AIM OF THE EXERCISE: Continue the court opinion on Taylor's alcoholic beverage permit from the point where it stops.

EXTRACT TO READ:

^^^^^^^^

At the August 2 hearing, the local board voted 3-1 to deny the application. The sole dissenter did not consider the 200-foot statutory requirement. Officer Graves stated he always votes last and with the majority of the other members of the local board, and voted to deny the application, especially since the local board had voted to deny the application in the past. He also stated that participation of a church at a *934 hearing "always has an impact on" the vote.

On August 22, 1983, the Commission sent a letter to Taylor denying its application. Taylor then initiated an appeal before the Commission, and on December 7, 1983, a hearing was held. By order dated February 15, 1984, the Commission denied Taylor's application. Taylor subsequently appealed to the trial court, which granted the Commission's motion for summary judgment to deny Taylor's application.

ISSUES

I. Whether the determination that Taylor's proposed premises is within 200 feet of a church is supported by substantial probative evidence and in accordance with the law.
II. Whether there was any unlawful delegation of legislative power by the Commission to the local board.
III. Whether the denial of the permit below was based on the veto power of a religious organization in contravention to the First Amendment.
IV. Whether the conduct of the hearing officer denied Taylor a fair hearing.

DISCUSSION AND DECISION

ISSUE I: Measurement

In our review of an administrative agency decision, we may not reweigh the evidence or substitute our opinion for that of the board; rather, we must give deference to the expertise of the board. Indiana State Board of Registration of Architects v. Meier (1986), Ind. App., 489 N.E.2d 966; Mugg v. Stanton (1983), Ind. App., 454 N.E.2d 867; Clarkson v. Department of Insurance (1981), Ind. App., 425 N.E.2d 203, trans. denied. We are limited to a determination of whether the board possessed jurisdiction over the matter and acted in accordance with proper legal procedures. If so, we will affirm the decision if it is based upon substantial evidence, and it did not violate any constitutional, statutory, or legal principle. Meier, supra; Mugg, supra; Clarkson, supra. It was Taylor's burden to prove that the administrative order was arbitrary and capricious or an abuse of discretion. Mugg, supra; Clarkson, supra.

The issue to be decided here is the appropriate manner to measure the proximity between a church and a premises seeking a permit to distribute alcoholic beverages. IND. CODE 7.X-X-XX-XX provides: "The commission shall not issue a permit for premises situated within two hundred (200) feet from a school or church if no permit has been issued for the premises under the provisions of Acts 1933, Chapter 80." (Footnote omitted.) The State contends the local board and the Commission appropriately used a straight-line measurement from the nearest point of the proposed premises (i.e. the building wall) to the nearest point of the church. Taylor argues that the measurement should be based on pedestrian travel, from doorway to doorway. Alternatively, Taylor argues the straight-line method used in this case erred in three ways. First, the measurement started from a kitchen rather than the church sanctuary; second, the measurement ignores barriers between Taylor's store and the church, namely a six-foot high chain-link fence and a concrete wall; and third, the measurement ends at Taylor's store's outer concrete wall rather than the area within the Taylor store premises where alcoholic beverages would be sold.

^^^^^^^^

DATASET SECTION:
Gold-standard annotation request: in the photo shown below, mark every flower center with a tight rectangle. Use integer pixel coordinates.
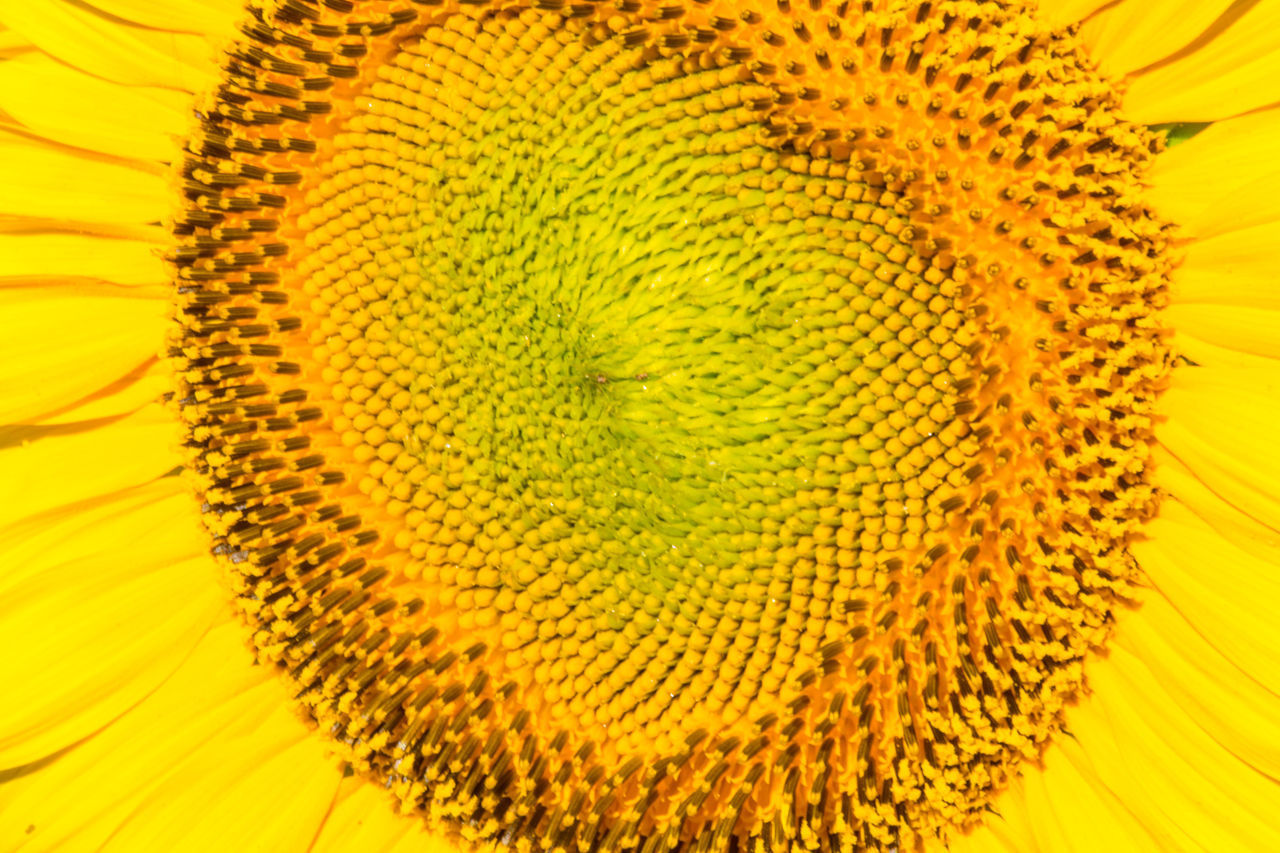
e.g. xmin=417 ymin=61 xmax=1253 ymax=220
xmin=172 ymin=0 xmax=1167 ymax=850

^^^^^^^^

REPLY:
In construing the above statute, we are guided by fundamental principles of statutory construction. Statutes should be read to give effect to the intent of the legislature. Barr v. Sun Exploration Co. (1982), Ind. App., 436 N.E.2d 821. The legislature stated the general purposes of Title 7.1 are to protect the economic welfare, health, peace and morals of the people and to regulate and limit the manufacture, sale, possession and use of alcohol and alcoholic beverages. IND. CODE 7.1-1-1-1(a), (b). To accomplish these purposes, the legislature has also mandated that the provisions of Title 7.1 be liberally construed. IND. CODE 7.1-1-2-1. We further construe the *935 words within a statute according to their plain and ordinary meaning. Kimble Division of Owens-Illinois, Inc. v. Busz (1983), Ind. App., 449 N.E.2d 618, trans. denied; Barr, supra; Field v. Area Plan Commission of Grant County, Indiana (1981), Ind. App., 421 N.E.2d 1132. We will not presume the legislature intended its enactments to be applied in an illogical or absurd manner. Field, supra.

This brings us to the closer questions presented by Taylor, being the appropriate terminal points in measuring the distance between a "church" and a "premises" seeking a permit. IND. CODE 7.X-X-XX-XX does not entirely specify how the terminal points of these two terms are to be measured, nor has the Commission promulgated any rule or regulation pursuant to IND. CODE 4-22-2 or 7.1-2-3-6 or -7 to clarify measurement procedure. The Commission is also empowered to prescribe the procedure to be observed by the local board for investigations, IND. CODE 7.1-2-3-21,[1] and the only guidelines provided by the Commission to the local board in this case is an Inter-Department Memo directed to Local Board Members dated February 8, 1983, on the subject of the "200 Foot Rule." In analyzing IND. CODE 7.X-X-XX-XX, -11 and 1961 Op.Ind. Att'y Gen. No. 54, the Commission stated:

"The different commissions have varied somewhat on their views as to how this two hundred (200) feet should be measured.
An Indiana Attorney General's Opinion, issued in 1961, indicated that the Legislature intended that any `church' as used in the above restrictions, was meant to embrace a whole or a part of a building, or place which was regularly used for public religious worship; that such an institution should probably have had some recognizable form of organization and held, in addition to religious and other necessarily concomitant activities and purposes, stated meetings for church services, and that such an institution should have been intended for all such purposes.
The present commission feels, in view of the above designation of a `church' that the proper measurement of the two hundred (200) feet from a church to a permit premises, would logically be from the building housing the church where the public religious worship services take place, to the building, or that portion of a building designated as the `permit premises.' It would be within the discretion of the local board and the commission to determine exactly how such distances should be measured, depending upon the circumstances in each case.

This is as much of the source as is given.